↓

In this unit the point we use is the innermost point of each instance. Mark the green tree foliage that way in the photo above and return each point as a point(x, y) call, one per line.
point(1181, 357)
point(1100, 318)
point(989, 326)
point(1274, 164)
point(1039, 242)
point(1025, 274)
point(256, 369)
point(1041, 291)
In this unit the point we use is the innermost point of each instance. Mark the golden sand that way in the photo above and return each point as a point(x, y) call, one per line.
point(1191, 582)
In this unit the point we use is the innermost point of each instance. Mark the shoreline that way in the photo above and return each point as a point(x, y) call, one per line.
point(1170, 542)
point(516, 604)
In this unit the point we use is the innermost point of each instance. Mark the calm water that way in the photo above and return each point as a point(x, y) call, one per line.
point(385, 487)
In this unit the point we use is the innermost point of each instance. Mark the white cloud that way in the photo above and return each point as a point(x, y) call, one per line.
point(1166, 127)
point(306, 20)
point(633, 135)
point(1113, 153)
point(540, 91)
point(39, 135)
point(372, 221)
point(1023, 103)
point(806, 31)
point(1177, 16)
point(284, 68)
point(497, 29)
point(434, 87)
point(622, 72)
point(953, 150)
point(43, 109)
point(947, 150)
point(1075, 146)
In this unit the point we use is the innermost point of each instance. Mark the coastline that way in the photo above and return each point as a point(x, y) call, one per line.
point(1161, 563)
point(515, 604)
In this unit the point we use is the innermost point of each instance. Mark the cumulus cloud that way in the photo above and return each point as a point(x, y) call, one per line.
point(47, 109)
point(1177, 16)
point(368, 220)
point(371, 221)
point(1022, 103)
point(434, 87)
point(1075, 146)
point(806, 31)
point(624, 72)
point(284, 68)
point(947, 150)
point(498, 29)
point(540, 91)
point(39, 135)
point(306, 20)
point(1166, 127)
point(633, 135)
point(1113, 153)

↑

*Problem requirements*: Provide a verbatim copy of all the entries.

*Expected answer*:
In this unit the point we use is the innermost point of each instance. Mark the green tree foliage that way in the photo above and return each point as a point(x, y) call, one per line.
point(1181, 357)
point(1100, 318)
point(989, 326)
point(1274, 164)
point(1039, 242)
point(1025, 274)
point(256, 369)
point(1041, 291)
In this unit the point we use is the innermost point of each instance. Mark the golden sand that way in the photo above and return each point as a point(x, y) call, one per line.
point(1191, 582)
In this unit the point we use is the innermost point of each instance. Mark the shoreline that way in the photo above and return each point as a point(x, y) call, one per line.
point(1170, 542)
point(516, 604)
In this unit the point we use is the innermost point of each instance. Mark the calm water that way in the photo above and return each point as a point(x, y) call, one per line.
point(385, 487)
In this unit the point we use is the innermost point of each instance. Mark the white cloud that way in the photo above and return each point as a point(x, y) call, one per line.
point(1166, 127)
point(306, 20)
point(633, 135)
point(1113, 153)
point(540, 91)
point(39, 135)
point(372, 221)
point(1023, 103)
point(806, 31)
point(1177, 16)
point(284, 68)
point(497, 29)
point(434, 87)
point(622, 72)
point(953, 150)
point(43, 109)
point(947, 150)
point(1075, 146)
In this unit the point we use is the innermost point of each instance. Mark the coastline that way in the photo above and return each point as a point(x, y) call, one per line.
point(1161, 563)
point(515, 604)
In this unit the point we use is the innermost point of each instance. Mark the cumulus cloud that way in the photo above and return each point as a point(x, y) call, one per line.
point(47, 109)
point(1177, 16)
point(368, 220)
point(371, 221)
point(1022, 103)
point(434, 87)
point(1075, 146)
point(806, 31)
point(624, 72)
point(284, 68)
point(947, 150)
point(498, 29)
point(540, 91)
point(39, 135)
point(306, 20)
point(1166, 127)
point(633, 135)
point(1113, 153)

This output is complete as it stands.